**Supplied passage**:
========
How to plant a blueberry plant

Asked May 1, 2015, 7:53 AM EDT

Would appreciate info. regarding how to prepare and amend soil for blueberry plants in 5A hardiness zone area. How can I be confident that I've prepared enough compatible soil so that plant will thrive and grow beyond the pot in which it was shipped? Thanks!

Hamilton County New York

3 Responses

http://extension.umd.edu/growit/fruit-profiles/blueberries
http://extension.psu.edu/plants/gardening/fphg/blueberries
Have your soil tested and amend the soil as directed by the soil test. If you prepare a bed that extends about three feet away from every plant, this should be adequate. vw

Thanks so much for your response. I would, however, appreciate some clarification. The "three feet away" reference is not clear to me. Are you suggesting that the hole into which I am placing the plant should be three feet in diameter? And how deep would you suggest that hole to be? If I find that the soil requires much amending, should I forget about trying to fine tune the ground and create a raised bed and just fill that bed with the required soil?
========
(Point localization data)
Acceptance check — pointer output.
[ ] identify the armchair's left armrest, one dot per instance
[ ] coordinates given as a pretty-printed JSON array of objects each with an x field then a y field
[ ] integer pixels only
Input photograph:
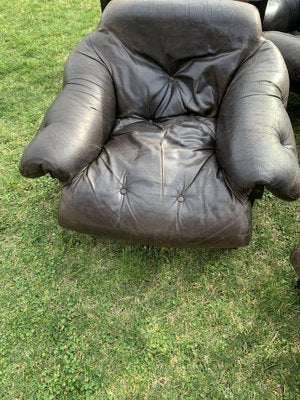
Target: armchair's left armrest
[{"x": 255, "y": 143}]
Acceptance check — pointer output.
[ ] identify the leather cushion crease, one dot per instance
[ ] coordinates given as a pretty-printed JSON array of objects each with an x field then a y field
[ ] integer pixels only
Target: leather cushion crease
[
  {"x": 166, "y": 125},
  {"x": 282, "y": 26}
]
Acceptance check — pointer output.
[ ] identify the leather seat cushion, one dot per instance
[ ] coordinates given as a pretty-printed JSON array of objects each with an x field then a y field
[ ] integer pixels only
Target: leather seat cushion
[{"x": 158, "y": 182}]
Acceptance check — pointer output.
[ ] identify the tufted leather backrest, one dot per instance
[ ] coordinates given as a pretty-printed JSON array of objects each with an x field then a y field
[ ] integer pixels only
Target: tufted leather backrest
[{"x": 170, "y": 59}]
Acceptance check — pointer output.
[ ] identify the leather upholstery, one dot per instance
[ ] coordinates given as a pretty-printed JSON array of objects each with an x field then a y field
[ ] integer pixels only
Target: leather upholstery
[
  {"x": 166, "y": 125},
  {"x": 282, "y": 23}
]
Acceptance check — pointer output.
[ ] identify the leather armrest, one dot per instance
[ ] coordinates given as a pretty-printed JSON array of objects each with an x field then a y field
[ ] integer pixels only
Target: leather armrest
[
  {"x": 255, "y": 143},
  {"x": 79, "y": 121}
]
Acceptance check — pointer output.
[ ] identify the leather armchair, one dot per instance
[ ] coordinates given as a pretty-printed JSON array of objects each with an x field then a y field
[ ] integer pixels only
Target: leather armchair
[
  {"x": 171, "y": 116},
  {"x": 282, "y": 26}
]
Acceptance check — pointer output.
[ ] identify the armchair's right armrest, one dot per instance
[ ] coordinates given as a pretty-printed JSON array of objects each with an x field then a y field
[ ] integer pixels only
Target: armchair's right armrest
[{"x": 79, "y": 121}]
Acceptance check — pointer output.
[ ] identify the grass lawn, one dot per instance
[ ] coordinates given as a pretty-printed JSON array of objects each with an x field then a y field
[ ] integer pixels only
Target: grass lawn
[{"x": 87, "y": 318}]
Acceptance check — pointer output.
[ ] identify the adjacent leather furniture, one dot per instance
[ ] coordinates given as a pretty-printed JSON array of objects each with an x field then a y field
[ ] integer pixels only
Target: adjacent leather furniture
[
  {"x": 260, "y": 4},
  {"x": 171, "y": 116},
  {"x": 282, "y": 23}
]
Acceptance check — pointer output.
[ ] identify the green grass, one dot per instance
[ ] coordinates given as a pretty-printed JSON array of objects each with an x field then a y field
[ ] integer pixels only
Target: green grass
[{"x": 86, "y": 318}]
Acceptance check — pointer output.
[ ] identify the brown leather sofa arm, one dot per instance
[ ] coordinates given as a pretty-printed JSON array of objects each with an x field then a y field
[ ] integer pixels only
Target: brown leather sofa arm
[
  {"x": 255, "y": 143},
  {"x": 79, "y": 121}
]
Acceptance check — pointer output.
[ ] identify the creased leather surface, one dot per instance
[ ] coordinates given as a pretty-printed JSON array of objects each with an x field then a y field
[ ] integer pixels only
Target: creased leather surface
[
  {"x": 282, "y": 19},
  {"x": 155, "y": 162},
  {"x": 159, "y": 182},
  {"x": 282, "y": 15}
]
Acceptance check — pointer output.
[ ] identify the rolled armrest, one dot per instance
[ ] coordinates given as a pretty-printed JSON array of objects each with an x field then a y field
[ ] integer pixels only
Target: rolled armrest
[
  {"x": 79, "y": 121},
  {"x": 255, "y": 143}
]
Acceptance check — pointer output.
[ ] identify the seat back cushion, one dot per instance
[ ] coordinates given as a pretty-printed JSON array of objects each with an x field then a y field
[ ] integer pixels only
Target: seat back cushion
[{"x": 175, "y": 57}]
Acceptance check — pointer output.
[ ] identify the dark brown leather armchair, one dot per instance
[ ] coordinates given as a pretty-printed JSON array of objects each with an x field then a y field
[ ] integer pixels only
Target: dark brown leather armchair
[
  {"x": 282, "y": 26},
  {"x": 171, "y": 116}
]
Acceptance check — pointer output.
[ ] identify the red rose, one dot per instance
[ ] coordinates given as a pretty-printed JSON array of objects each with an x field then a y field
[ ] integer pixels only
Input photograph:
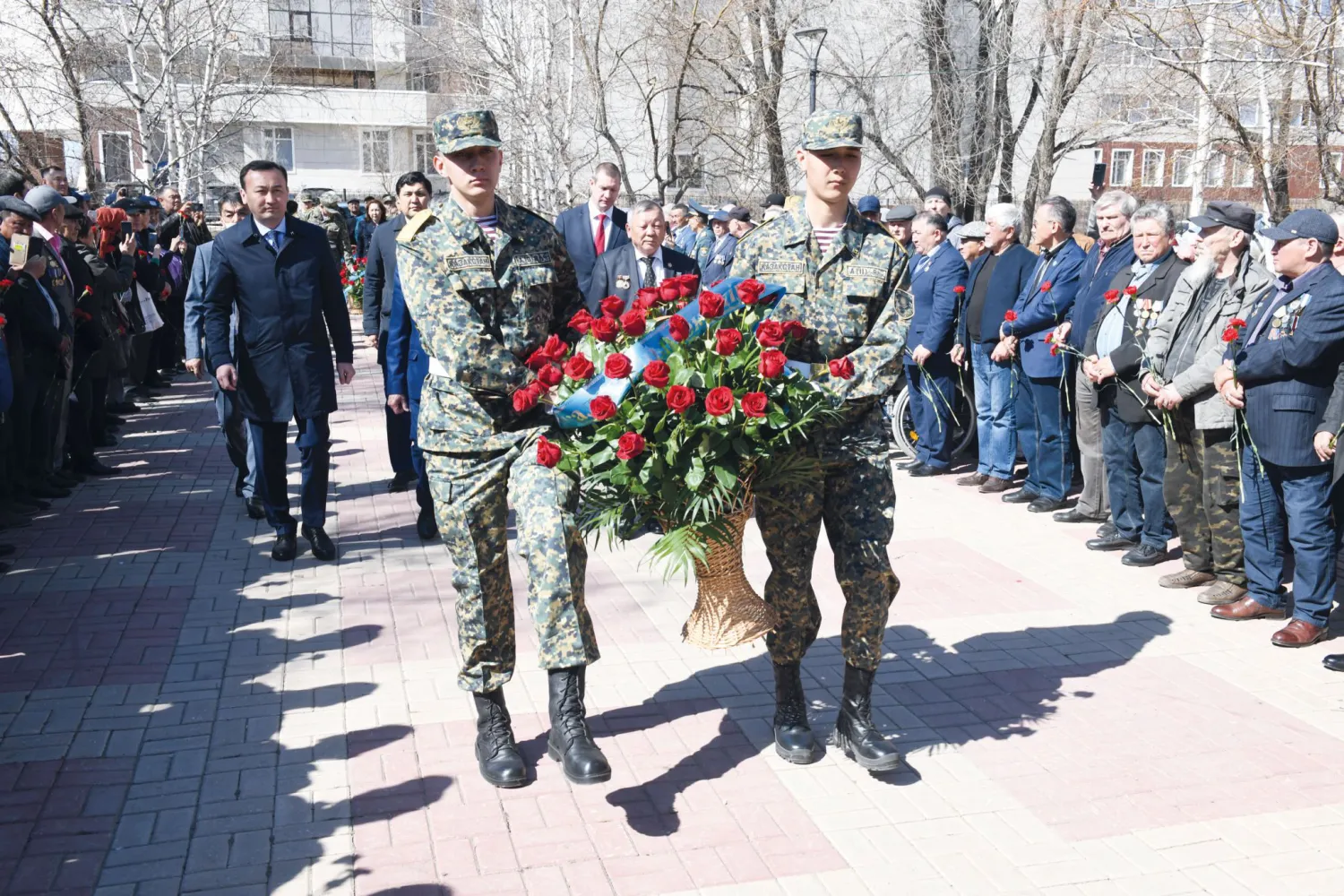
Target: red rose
========
**Tasks and exercises**:
1. According to the blueberry planting exchange, how far should a prepared bed extend from each plant?
2. Write the next part of the blueberry planting exchange, picking up after its final sentence.

**Per-task answers**:
1. About three feet away from every plant.

2.
Since I haven't prepared the soil a year in advance, is it a mistake for me to plant my new blueberry plants in soil that will have been just a fresh mix of the native and amended soils? Thanks again

Even though you haven't prepared your soil a year ahead of time, you could still do the necessary preparation and plant your plants.
You must not underestimate the importance of amending the soil to the proper pH and organic material. Ideally, you will have your soil tested by a soil testing laboratory, but even if you have to have the soil pH tested locally (some hardware and farm stores will do this), the soil pH must be around 4.5.
The reference to '3 feet' is a suggestion that you should prepare the soil in the entire row or area where you intend to plant your blueberry shrubs and space your plants at least 3 feet apart. If possible, it would be better to amend your native soil with a small amount of compost and a small amount of peat moss. Don't over-do the organic amendments since they can make your soil too soggy.
Do not plant them too deeply. If you buy container plants, the plants should be planted at the same level or just slightly higher.
By the way, only fertilize your blueberries with ammonium sulfate. Do not fertilize with a nitrate fertilizer. Nitrates can be toxic to blueberries.